▶ _Activity_
Whenever a line in the entries below contains the string "mask", copy that line.

#### Task data ####

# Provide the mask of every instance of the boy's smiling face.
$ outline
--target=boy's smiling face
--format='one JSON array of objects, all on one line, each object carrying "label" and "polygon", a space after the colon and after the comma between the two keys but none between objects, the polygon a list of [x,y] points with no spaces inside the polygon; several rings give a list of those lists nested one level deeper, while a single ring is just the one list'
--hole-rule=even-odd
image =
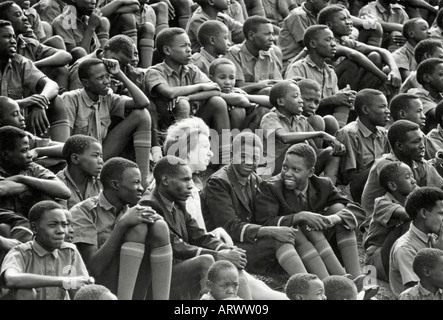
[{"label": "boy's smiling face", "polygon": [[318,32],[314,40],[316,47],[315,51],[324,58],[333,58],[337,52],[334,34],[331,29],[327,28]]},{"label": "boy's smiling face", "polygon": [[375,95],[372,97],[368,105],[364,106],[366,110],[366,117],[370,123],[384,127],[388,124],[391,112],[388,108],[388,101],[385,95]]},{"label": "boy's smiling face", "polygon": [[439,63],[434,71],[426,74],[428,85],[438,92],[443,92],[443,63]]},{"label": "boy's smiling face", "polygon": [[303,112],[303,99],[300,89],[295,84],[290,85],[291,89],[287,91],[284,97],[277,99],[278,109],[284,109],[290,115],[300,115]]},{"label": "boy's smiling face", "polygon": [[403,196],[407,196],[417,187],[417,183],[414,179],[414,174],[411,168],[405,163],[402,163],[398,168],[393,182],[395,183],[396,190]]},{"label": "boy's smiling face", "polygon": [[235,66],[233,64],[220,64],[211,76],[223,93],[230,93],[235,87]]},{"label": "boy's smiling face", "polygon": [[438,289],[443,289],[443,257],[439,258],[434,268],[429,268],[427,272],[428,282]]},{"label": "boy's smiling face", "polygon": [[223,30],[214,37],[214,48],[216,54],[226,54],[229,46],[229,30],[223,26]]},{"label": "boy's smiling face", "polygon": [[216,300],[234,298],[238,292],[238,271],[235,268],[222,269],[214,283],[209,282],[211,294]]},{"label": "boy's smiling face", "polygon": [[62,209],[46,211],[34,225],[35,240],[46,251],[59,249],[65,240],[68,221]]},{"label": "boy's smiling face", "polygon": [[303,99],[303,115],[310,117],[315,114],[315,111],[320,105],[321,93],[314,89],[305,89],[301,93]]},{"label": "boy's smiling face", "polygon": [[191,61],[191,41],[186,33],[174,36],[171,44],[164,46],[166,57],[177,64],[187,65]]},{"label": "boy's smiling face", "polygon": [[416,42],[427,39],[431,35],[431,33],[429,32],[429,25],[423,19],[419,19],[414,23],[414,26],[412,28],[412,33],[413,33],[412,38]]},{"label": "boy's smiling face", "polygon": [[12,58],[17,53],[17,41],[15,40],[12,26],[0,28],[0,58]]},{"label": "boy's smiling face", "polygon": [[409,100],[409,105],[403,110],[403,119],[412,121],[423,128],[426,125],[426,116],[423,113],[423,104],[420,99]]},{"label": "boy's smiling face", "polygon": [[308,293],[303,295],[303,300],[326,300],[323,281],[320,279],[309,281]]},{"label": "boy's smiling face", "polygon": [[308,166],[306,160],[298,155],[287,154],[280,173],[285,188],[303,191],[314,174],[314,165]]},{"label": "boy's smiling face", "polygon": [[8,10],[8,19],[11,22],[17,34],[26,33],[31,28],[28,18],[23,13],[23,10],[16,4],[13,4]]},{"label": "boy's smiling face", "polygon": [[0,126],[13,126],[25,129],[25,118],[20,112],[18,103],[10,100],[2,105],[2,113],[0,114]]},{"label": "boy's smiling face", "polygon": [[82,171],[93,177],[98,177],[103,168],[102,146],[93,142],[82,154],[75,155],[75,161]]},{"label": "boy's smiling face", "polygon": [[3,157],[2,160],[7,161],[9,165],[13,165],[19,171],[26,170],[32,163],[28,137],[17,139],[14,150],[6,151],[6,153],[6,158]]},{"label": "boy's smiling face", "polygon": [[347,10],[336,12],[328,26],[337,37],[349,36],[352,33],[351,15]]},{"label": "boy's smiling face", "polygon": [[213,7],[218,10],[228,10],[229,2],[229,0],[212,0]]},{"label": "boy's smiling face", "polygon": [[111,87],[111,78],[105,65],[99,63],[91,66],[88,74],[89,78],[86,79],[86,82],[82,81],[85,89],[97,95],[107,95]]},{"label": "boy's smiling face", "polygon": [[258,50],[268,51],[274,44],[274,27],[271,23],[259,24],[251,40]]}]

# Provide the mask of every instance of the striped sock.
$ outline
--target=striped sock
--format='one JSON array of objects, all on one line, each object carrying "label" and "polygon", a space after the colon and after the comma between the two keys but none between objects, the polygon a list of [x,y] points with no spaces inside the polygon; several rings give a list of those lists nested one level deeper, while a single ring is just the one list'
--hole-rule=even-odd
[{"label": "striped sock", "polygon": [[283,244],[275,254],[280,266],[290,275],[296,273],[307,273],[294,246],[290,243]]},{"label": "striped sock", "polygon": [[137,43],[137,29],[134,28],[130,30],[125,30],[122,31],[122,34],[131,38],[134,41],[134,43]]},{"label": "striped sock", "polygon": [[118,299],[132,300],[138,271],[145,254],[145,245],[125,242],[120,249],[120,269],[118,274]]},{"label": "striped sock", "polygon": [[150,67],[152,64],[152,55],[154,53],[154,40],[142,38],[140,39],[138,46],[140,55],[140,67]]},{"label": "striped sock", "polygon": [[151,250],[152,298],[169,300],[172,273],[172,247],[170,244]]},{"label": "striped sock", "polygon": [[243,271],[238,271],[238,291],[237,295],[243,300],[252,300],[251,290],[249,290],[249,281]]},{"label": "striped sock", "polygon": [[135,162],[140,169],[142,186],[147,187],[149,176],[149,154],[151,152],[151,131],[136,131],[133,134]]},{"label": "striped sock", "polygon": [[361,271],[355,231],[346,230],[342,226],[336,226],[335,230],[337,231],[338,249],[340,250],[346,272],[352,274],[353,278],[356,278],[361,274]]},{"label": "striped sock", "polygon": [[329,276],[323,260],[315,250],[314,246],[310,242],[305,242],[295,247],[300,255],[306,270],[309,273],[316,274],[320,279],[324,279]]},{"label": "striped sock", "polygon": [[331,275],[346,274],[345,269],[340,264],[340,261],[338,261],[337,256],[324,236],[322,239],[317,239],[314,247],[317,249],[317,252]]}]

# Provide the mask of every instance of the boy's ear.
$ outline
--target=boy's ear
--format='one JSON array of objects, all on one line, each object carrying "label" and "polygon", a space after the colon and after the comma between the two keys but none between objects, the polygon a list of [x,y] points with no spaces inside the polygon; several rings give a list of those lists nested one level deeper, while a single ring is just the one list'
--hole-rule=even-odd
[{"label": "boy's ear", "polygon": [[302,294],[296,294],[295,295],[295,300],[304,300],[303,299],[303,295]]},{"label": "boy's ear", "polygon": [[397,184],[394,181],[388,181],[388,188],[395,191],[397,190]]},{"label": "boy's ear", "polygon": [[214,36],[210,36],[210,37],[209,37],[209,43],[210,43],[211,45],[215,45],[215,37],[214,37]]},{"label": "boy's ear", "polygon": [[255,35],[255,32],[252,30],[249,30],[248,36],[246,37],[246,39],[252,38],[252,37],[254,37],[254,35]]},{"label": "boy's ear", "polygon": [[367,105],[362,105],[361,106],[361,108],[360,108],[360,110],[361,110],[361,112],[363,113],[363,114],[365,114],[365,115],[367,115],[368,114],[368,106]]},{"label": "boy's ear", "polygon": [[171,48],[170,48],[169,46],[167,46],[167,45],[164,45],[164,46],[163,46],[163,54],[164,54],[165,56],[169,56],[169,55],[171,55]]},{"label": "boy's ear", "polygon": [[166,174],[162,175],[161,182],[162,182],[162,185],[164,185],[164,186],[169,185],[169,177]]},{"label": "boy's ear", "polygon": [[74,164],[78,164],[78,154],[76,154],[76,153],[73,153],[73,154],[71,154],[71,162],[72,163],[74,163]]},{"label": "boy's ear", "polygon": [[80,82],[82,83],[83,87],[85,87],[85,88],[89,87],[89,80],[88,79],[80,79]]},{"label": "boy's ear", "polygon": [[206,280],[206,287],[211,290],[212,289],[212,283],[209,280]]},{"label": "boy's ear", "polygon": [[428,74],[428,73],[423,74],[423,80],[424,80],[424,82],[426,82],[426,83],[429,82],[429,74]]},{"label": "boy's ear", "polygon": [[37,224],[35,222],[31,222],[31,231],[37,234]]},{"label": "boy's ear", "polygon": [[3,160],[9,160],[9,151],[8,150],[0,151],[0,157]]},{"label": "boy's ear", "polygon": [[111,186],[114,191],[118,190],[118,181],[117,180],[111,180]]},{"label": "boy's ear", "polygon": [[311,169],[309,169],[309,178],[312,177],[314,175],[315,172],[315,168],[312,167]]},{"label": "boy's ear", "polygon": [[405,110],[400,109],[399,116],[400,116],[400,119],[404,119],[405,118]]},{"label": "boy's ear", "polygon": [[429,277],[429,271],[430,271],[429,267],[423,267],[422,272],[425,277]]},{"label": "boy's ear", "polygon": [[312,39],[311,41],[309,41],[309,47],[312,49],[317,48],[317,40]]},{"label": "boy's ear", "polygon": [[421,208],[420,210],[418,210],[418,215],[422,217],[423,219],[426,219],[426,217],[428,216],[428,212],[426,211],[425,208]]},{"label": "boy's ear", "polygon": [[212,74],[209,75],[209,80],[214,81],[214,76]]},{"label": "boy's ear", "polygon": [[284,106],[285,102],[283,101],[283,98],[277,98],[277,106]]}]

####

▶ _The answer_
# Provide the mask of every instance of the boy's smiling face.
# Provide the mask of every instance of the striped sock.
# Provide the mask of every instance of the boy's ear.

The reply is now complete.